Lignes:
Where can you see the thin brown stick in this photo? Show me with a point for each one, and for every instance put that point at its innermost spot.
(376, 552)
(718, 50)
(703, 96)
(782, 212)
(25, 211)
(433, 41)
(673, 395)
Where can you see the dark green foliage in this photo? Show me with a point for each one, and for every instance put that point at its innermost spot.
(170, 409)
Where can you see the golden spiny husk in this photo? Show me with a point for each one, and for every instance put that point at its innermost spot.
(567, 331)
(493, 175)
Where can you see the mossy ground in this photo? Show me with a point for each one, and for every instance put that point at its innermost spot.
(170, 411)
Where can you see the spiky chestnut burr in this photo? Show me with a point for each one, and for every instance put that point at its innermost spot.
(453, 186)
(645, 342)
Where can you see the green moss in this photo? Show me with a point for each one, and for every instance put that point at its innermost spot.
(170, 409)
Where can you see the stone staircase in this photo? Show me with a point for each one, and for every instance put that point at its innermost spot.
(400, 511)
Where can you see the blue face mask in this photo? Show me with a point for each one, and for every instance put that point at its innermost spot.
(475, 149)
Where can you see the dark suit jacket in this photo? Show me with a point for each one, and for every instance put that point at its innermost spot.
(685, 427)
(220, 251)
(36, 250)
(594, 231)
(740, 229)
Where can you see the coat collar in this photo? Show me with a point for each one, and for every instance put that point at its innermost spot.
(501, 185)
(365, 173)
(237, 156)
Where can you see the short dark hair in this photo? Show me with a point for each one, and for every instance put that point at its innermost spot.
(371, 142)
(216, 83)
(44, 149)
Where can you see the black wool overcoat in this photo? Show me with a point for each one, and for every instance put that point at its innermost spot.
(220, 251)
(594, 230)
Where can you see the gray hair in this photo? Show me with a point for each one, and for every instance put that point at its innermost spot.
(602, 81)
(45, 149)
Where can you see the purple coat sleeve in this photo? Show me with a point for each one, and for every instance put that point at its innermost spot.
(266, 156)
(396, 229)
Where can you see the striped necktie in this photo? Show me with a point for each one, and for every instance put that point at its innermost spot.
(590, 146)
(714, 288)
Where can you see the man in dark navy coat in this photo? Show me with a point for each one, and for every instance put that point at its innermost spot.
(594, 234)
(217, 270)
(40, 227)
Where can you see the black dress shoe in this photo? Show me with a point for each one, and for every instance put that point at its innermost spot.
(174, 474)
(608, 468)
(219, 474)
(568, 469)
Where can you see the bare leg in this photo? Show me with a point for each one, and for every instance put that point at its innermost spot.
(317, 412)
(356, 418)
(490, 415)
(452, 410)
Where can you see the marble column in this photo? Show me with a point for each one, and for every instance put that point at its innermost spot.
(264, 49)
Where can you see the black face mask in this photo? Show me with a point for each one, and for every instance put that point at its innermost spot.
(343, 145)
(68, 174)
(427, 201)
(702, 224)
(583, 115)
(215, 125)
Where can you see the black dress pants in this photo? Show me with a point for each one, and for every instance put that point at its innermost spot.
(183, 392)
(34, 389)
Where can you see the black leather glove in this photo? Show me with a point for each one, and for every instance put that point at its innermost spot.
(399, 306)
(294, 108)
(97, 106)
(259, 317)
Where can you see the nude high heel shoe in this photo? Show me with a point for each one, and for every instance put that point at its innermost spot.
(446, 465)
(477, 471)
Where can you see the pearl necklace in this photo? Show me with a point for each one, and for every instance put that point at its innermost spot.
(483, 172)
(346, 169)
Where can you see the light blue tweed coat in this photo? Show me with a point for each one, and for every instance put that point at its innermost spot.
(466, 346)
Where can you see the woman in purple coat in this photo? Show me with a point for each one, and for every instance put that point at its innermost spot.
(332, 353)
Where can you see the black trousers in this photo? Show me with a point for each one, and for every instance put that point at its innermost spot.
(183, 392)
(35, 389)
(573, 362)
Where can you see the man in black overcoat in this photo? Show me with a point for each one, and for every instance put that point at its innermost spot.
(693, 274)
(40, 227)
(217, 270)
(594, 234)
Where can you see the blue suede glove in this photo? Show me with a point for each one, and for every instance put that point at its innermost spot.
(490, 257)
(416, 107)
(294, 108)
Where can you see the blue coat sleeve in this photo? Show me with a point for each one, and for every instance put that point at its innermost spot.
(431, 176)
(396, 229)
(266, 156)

Consigne: Reproduisez fidèlement, ligne par ligne, l'ensemble des items ci-dessus.

Réponse:
Where can you see the thin brown stick in this photo? Show me with a point for each one, and for every instance put that point at its innermost spot.
(376, 552)
(718, 50)
(703, 96)
(782, 212)
(25, 211)
(433, 41)
(673, 395)
Where can you see the dark green foliage in this photo? Show me with a point for each one, and for every instance put that point at its innermost spot.
(170, 409)
Where can you see the golden spiny husk in this photo? Show me with a point for each one, and for every instance put that point at its innermost spot.
(567, 331)
(493, 175)
Where can you see the mossy ground in this photo? Show me with a point for each one, and for every instance put that point at its innermost spot.
(170, 411)
Where can you see the spiky chestnut burr in this photo? Show me with a point for each one, and for every instance put that point at its innermost spot.
(453, 186)
(645, 342)
Where can you see the green moss in this photo? Show me with a point for each one, and for every instance put that point at its innermost spot.
(170, 409)
Where can you see the stone staircase in this photo? Show me with a point for each one, and for every instance put that point at its innermost spot.
(400, 511)
Where can you see the blue face mask in this photo? Show me with a point for each one, and for every instance put that point at its innermost spot.
(475, 149)
Where can you see the dark suit jacket in this photo? Show me with a point for each one, and for every instance put that point at its innermost spot.
(685, 427)
(220, 251)
(36, 250)
(594, 231)
(740, 229)
Where can you see the coat collar in this photo? Show me with a point for each one, and for every instance put that point at its innermost spot.
(501, 185)
(365, 173)
(237, 156)
Where can you see the short dark hair in this photo? Show me with a point for each one, and for every instance put that point at its innermost spot.
(371, 142)
(216, 83)
(44, 149)
Where can you see the black wool overcoat in this photo? Show me with a point for each one, and for every instance put that point at its innermost spot.
(220, 251)
(594, 230)
Where can you see the gray hair in this photo? Show me with a point for each one, and for every instance put that point at its innermost spot.
(602, 81)
(45, 149)
Where can you see the purple coat sleeve in this photo? Show me with a point for each one, and for every instance put that point at its innermost spot.
(266, 156)
(396, 229)
Where can you see the striped necktie in this photo? Show me with a point for each one, and for every instance put that point at its innermost spot.
(590, 146)
(714, 288)
Where can you see the man in dark navy coat in this photo? Show me with a point for each one, and for every instance put that point at its innermost spot.
(594, 234)
(217, 270)
(40, 227)
Where can you see the black dress shoe in this photo? Show me with a point for each one, and for every instance put that point at its innermost spot.
(174, 474)
(608, 468)
(219, 474)
(568, 469)
Where can you see the bare leg in this photo? Show me with a point for each one, and for every instance put that point at its innermost spot.
(317, 412)
(356, 418)
(490, 415)
(452, 410)
Where can you see the marble column in this photo? Show me with a point for each one, and for every instance put that point at its innermost spot.
(264, 49)
Where can you see the black face mask in this photo? Show me with a point for each one, and for every instance put that point at its innermost spot.
(343, 145)
(68, 174)
(427, 201)
(702, 224)
(583, 115)
(215, 125)
Where can you see the black dress pants in this photo? Show me with a point for each one, and for every instance put that point at its innermost spot.
(183, 392)
(34, 389)
Where can you see the black leather glove in this photo? Show me with a point for each one, and for every instance put that point at its innermost spot.
(399, 306)
(294, 108)
(97, 106)
(259, 317)
Where can you see the nude high heel shoe in this photo? Show me with a point for each one, and for every instance put that point at its innermost spot.
(446, 465)
(477, 471)
Where can you see the pearl necklace in this photo? Show me with a point for each one, and for every instance put that point at its innermost spot.
(483, 172)
(346, 169)
Where can you see the light blue tweed coat in this photo? Show me with a point for each one, and for every instance put that point at its innermost spot.
(466, 346)
Where can you see the woman in purple coat in this photo? Show me with a point for each one, and for every instance put that point at its innermost spot.
(332, 353)
Where can you see the black trousers in this photo? Show me with a point for each one, and for every instance put that point at its innermost spot.
(183, 392)
(35, 389)
(573, 362)
Where can you see the man in black overcoat in this photo? Show me with a point for each one, and for every instance put that point at its innermost spot.
(693, 274)
(40, 227)
(217, 270)
(594, 234)
Where can you see the blue suede glove in this photo? Show me with a point for each one, and for every instance put that point at its innermost spot.
(490, 257)
(416, 107)
(294, 108)
Where can you see the blue coat sleeve in this photo? Show me with a point for each one, and for every instance put that point at its innermost spot.
(431, 176)
(396, 229)
(266, 156)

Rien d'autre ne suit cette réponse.